■ To do:
1 - Write out the part of the forum thread on awarding XP between "I think of it" and "just in analysis.", inclusive, word for word.
2 - Extend the forum thread on awarding XP, picking up after its final sentence.
--- Start of Text block ---
I didn't honestly expect a clear response. Egg on my face for that.

I DID kind of expect that it would end up sounding like a system prone to favoritism and/or one that incentivizes each player to persue her own agenda, rather than cooperate and collaborate with the other players. Wouldn't be a game I'd play in, DEFINITELY wouldn't call arbitrary systems that rely almost entirely on GM fiat "big boy" rules.

2 hours ago, BrickSteelhead said:

I didn't honestly expect a clear response. Egg on my face for that.

I DID kind of expect that it would end up sounding like a system prone to favoritism and/or one that incentivizes each player to persue her own agenda, rather than cooperate and collaborate with the other players. Wouldn't be a game I'd play in, DEFINITELY wouldn't call arbitrary systems that rely almost entirely on GM fiat "big boy" rules.

I think of it as big boy rules because I primarily want the player to tell me how they see the power arc of the character going. If there is no plan then we can use the regular climb as a last resort. I don't use that term to mean anything other than me investing trust in the players to figure it out. If they control it appropriately I don't have to do as much of that. I still award it because I feel like it needs a gate of some kind. Thanks so much for the response. I appreciate that this isn't for everyone but I still like to hear the thoughts people have just in analysis.

Edited by Archlyte

Incentivising people to roleplay with mechanical benefits (XP) has always seemed weird to me. Maybe it's because I'm used to running games for groups that are very into character development and roleplay, but I feel like if you have to essentially bribe someone to have a compelling arc, maybe it's just not something they're into? Players who care about that stuff will do it themselves without a ton of prompting, as long as you provide the right in character environment.
--- End of Text block ---
--- Start of Data excerpts ---
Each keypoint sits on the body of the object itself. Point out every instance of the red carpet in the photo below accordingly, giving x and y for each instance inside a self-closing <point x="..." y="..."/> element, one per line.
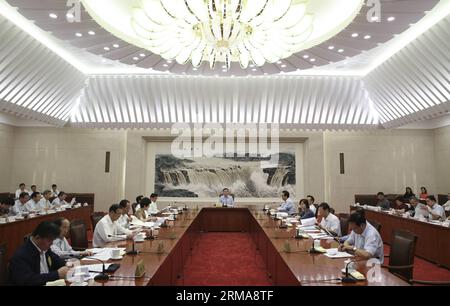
<point x="425" y="270"/>
<point x="225" y="259"/>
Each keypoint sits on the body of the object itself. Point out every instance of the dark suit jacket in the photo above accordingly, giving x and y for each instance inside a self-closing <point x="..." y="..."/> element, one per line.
<point x="25" y="266"/>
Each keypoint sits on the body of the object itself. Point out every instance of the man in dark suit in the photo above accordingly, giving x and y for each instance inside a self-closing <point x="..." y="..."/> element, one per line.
<point x="34" y="264"/>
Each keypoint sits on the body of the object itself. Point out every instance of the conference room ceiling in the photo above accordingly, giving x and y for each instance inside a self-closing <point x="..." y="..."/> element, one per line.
<point x="39" y="80"/>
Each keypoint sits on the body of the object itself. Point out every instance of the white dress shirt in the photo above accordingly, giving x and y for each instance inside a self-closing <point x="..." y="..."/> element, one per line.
<point x="31" y="205"/>
<point x="332" y="223"/>
<point x="43" y="262"/>
<point x="107" y="231"/>
<point x="63" y="249"/>
<point x="18" y="192"/>
<point x="369" y="240"/>
<point x="153" y="208"/>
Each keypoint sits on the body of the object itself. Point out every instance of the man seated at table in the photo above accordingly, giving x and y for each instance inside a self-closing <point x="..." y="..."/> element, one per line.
<point x="60" y="245"/>
<point x="364" y="240"/>
<point x="287" y="205"/>
<point x="61" y="200"/>
<point x="107" y="230"/>
<point x="44" y="203"/>
<point x="417" y="210"/>
<point x="153" y="208"/>
<point x="55" y="191"/>
<point x="226" y="199"/>
<point x="34" y="203"/>
<point x="382" y="201"/>
<point x="312" y="206"/>
<point x="34" y="263"/>
<point x="436" y="211"/>
<point x="20" y="190"/>
<point x="6" y="207"/>
<point x="125" y="219"/>
<point x="19" y="205"/>
<point x="142" y="212"/>
<point x="304" y="211"/>
<point x="33" y="190"/>
<point x="329" y="221"/>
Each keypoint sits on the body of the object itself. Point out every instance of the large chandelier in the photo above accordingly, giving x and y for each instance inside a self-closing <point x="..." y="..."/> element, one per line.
<point x="244" y="31"/>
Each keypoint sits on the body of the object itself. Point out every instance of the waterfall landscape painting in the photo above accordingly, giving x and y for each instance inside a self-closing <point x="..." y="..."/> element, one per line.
<point x="206" y="177"/>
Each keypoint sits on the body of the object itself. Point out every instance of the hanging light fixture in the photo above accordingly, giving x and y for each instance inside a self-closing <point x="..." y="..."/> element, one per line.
<point x="244" y="31"/>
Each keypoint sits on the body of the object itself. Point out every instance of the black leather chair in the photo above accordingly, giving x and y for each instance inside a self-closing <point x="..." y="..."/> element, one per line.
<point x="401" y="255"/>
<point x="78" y="236"/>
<point x="3" y="267"/>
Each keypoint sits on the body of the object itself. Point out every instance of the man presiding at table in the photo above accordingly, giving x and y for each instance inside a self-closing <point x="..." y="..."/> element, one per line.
<point x="225" y="199"/>
<point x="364" y="240"/>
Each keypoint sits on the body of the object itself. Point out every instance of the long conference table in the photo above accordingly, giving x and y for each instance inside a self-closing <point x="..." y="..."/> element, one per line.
<point x="433" y="241"/>
<point x="13" y="233"/>
<point x="178" y="241"/>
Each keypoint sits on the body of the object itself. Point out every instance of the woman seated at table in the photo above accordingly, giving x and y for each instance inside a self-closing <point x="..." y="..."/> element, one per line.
<point x="60" y="245"/>
<point x="142" y="212"/>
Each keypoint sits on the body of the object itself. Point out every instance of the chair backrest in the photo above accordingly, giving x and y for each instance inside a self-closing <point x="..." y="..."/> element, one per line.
<point x="95" y="217"/>
<point x="376" y="225"/>
<point x="78" y="236"/>
<point x="3" y="269"/>
<point x="402" y="252"/>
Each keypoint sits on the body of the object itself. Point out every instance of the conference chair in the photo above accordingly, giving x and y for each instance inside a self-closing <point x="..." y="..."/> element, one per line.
<point x="3" y="268"/>
<point x="95" y="217"/>
<point x="78" y="236"/>
<point x="401" y="255"/>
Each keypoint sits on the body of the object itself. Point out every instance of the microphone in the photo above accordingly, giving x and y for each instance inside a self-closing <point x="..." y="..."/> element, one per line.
<point x="102" y="276"/>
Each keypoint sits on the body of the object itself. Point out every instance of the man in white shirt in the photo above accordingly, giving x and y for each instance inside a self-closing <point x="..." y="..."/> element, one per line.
<point x="55" y="191"/>
<point x="107" y="229"/>
<point x="125" y="218"/>
<point x="364" y="240"/>
<point x="20" y="190"/>
<point x="33" y="203"/>
<point x="329" y="221"/>
<point x="44" y="203"/>
<point x="447" y="204"/>
<point x="153" y="208"/>
<point x="436" y="211"/>
<point x="33" y="190"/>
<point x="311" y="200"/>
<point x="19" y="205"/>
<point x="287" y="205"/>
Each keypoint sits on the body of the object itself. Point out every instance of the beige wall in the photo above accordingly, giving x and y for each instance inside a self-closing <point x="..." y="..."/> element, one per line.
<point x="75" y="159"/>
<point x="6" y="155"/>
<point x="442" y="159"/>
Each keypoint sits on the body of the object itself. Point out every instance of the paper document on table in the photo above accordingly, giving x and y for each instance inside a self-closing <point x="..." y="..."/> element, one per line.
<point x="334" y="253"/>
<point x="308" y="222"/>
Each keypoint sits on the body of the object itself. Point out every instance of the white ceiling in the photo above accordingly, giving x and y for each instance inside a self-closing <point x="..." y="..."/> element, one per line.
<point x="43" y="78"/>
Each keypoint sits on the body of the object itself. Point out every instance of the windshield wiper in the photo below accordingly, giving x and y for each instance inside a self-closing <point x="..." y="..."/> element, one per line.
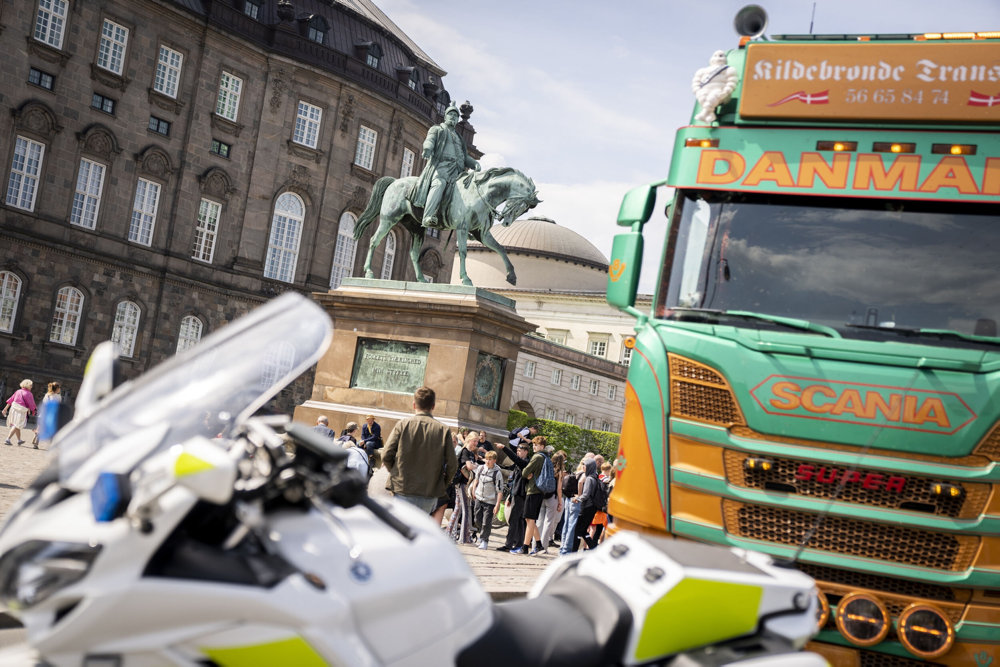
<point x="937" y="333"/>
<point x="790" y="322"/>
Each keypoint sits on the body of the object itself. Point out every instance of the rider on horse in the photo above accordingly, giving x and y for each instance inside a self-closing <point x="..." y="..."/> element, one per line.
--- End of Data excerpts ---
■ Results of the tasks:
1 -
I think of it as big boy rules because I primarily want the player to tell me how they see the power arc of the character going. If there is no plan then we can use the regular climb as a last resort. I don't use that term to mean anything other than me investing trust in the players to figure it out. If they control it appropriately I don't have to do as much of that. I still award it because I feel like it needs a gate of some kind. Thanks so much for the response. I appreciate that this isn't for everyone but I still like to hear the thoughts people have just in analysis.

2 -
10 minutes ago, Tom Cruise said:

Incentivising people to roleplay with mechanical benefits (XP) has always seemed weird to me. Maybe it's because I'm used to running games for groups that are very into character development and roleplay, but I feel like if you have to essentially bribe someone to have a compelling arc, maybe it's just not something they're into? Players who care about that stuff will do it themselves without a ton of prompting, as long as you provide the right in character environment.

I concur wholeheartedly; and it disappoints me a bit that I'm seeing this sort of thing in more and more RPG systems.

1 hour ago, Tom Cruise said:

Incentivising people to roleplay with mechanical benefits (XP) has always seemed weird to me. Maybe it's because I'm used to running games for groups that are very into character development and roleplay, but I feel like if you have to essentially bribe someone to have a compelling arc, maybe it's just not something they're into? Players who care about that stuff will do it themselves without a ton of prompting, as long as you provide the right in character environment.

The normal RAW XP mechanic is basically participation award with fiat bonus. I said I do not use a linear system and tie XP in with story-based advancement for the character. Not sure how I am reinforcing the player for this especially when the idea is for the player to describe the way that their character progresses instead of one size fits all.

That having been said, as someone who has played quite a lot of Fate I can tell you that using Fate point compels results in very fun and engaging situations in which a mechanical benefit/penalty is used to reinforce actions in game. I like how this ideal is always supposed to exist where you have to let the players do their thing without any interference. Isn't this a collaborative storytelling effort? Don't you all have to interact for that to work? Or is it just GM separate from Players? If they don't come up with it I said I deal with that, but I don't see the big injury in asking someone if they would try to do something creative.

1 hour ago, Vorzakk said:

I concur wholeheartedly; and it disappoints me a bit that I'm seeing this sort of thing in more and more RPG systems.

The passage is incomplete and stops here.